Transcribe the text of each of the entries below word for word, leaving out the pictures.

----- Input data -----

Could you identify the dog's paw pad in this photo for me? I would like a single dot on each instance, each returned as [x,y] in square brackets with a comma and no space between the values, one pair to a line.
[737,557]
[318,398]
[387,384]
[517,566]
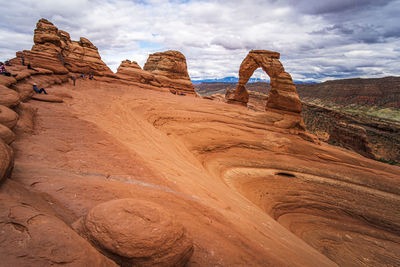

-----

▸ **Right answer**
Could you identify the dog's paw pad in this photo for me? I would like a single dot on each instance, each returned as [x,y] in square brackets with a comma and no space between the values, one pair to a line.
[737,557]
[318,398]
[387,384]
[517,566]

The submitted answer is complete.